(Extracted data entries)
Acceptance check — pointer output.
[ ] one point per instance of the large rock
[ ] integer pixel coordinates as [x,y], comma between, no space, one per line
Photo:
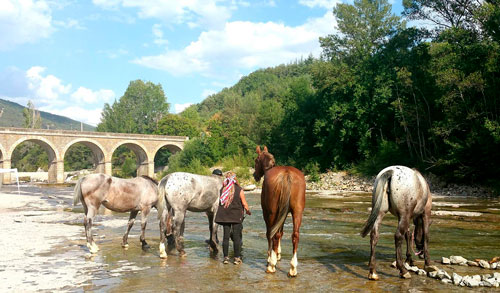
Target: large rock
[456,260]
[484,264]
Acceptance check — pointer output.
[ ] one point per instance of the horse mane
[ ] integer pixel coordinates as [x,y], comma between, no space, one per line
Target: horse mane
[150,179]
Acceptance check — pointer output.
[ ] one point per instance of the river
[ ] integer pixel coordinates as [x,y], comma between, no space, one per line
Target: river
[332,256]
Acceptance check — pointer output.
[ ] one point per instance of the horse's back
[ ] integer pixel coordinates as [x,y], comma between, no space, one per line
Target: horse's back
[409,190]
[192,191]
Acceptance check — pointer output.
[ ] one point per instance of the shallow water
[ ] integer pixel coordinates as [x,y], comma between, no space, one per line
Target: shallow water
[332,256]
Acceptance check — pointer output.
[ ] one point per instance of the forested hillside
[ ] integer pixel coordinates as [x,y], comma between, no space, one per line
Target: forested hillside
[12,116]
[381,93]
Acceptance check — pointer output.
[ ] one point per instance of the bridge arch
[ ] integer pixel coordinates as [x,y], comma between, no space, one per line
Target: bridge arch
[98,152]
[143,157]
[48,147]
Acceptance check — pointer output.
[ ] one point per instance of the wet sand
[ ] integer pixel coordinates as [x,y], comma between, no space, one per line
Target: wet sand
[42,247]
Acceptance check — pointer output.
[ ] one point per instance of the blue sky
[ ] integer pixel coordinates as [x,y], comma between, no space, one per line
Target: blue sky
[70,57]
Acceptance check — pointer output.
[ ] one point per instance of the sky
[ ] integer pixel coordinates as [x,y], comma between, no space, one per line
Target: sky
[70,57]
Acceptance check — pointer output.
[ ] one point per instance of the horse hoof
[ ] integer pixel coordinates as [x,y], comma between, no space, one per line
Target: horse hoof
[373,277]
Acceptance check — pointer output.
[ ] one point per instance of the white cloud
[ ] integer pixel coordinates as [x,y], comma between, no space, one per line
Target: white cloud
[181,107]
[87,96]
[45,87]
[70,23]
[207,92]
[89,116]
[328,4]
[23,22]
[243,45]
[194,13]
[51,94]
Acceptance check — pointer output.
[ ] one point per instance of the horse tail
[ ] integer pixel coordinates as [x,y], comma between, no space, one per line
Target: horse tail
[161,206]
[282,188]
[377,199]
[77,193]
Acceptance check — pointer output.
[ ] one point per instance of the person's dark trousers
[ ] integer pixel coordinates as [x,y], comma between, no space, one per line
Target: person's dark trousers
[237,232]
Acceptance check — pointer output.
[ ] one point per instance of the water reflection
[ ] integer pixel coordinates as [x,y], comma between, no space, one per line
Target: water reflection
[332,256]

REQUEST: All of the lines above should be printed exactly, minus the pictures.

OUTPUT OF THE EXERCISE:
Acceptance check — pointer output.
[ ] one point per instance of the large rock
[ ] integer pixel coordinates as [x,y], comma between, no space, one per line
Photo:
Target: large rock
[456,260]
[484,264]
Acceptance check — pointer output.
[ ] one point per instance of the horse mane
[ ] integer pixel coordinates as [x,y], comma between, no space, one per line
Target: horse mane
[150,179]
Acceptance check — pointer output.
[ ] one point per instance of the river
[ ] integer pixel coordinates as [x,y], comma between, no space, one per line
Target: river
[332,256]
Acceptance check — pointer output.
[ ] one point per instance of the horse's back
[ ] integer pixel coordinates as [x,y], comma between, no space, one per line
Target: horse's back
[409,190]
[192,191]
Acceptance check — pointer output.
[ ] one point per instance of the shallow water
[ ] integer pixel coordinates as [x,y], comma between, no space, one per line
Target: shallow water
[332,256]
Acceptance check — pointer output.
[ ] one point per instance of the forested hillside
[ ] integer pixel coordinates as [x,y], comma between, no space, one per line
Target: forested hillside
[12,116]
[381,93]
Acceptance check — pointer output.
[ ] one point per instance of the bridge arch
[ ] integer pixel coordinates as [x,y], comma between, no space, one per line
Target: bridge arch
[98,152]
[143,157]
[48,147]
Acceptance check — pointer output.
[ ] one point per instance of the wet sand
[ ] integer pixel coordinates as [x,y], comma between, no space, one per line
Target: wet sand
[42,247]
Acceptance check — pointer output.
[ ] one point per instance of the blue sky
[ ] integer pixel coordinates as [x,y], comma between, no space, one per line
Target: blue sky
[70,57]
Acceptance check — pointer output.
[ ] one point per instance of the sky
[ ] integer pixel coordinates as [x,y], comma between, no space, one per line
Target: sky
[70,57]
Acceptance check — pointer output.
[ ] one point per instance of the horse hoof
[ ] integer pixel coordinates as [x,y], comma between, no space, one per line
Target: horse hoof
[373,277]
Acceptance check — pointer output.
[ ] one point per instance of the white cloud
[ ] integer pixel coordinates as [x,y], comma between, no space, one per line
Target: white cloud
[181,107]
[87,96]
[45,87]
[70,23]
[207,92]
[89,116]
[328,4]
[23,22]
[243,45]
[194,13]
[51,94]
Acceptance check — pointer output.
[ ] one point per instance of the horse tail
[ ] integer pixel coordinates as [x,y], comma between, no space, one per line
Target: horse tail
[161,206]
[282,188]
[377,199]
[77,193]
Acceptance check — pointer output.
[ ] one point per instance of the person's dark trousers
[ ] integer pixel coordinates as [x,y], comma between, no space, one per line
Target: person's dark trousers
[237,232]
Acceptance check — pointer output.
[ ] one point per instance of the water reflection
[ ] integer pixel coordinates as [x,y], comma between, no space, one per line
Target: water reflection
[332,256]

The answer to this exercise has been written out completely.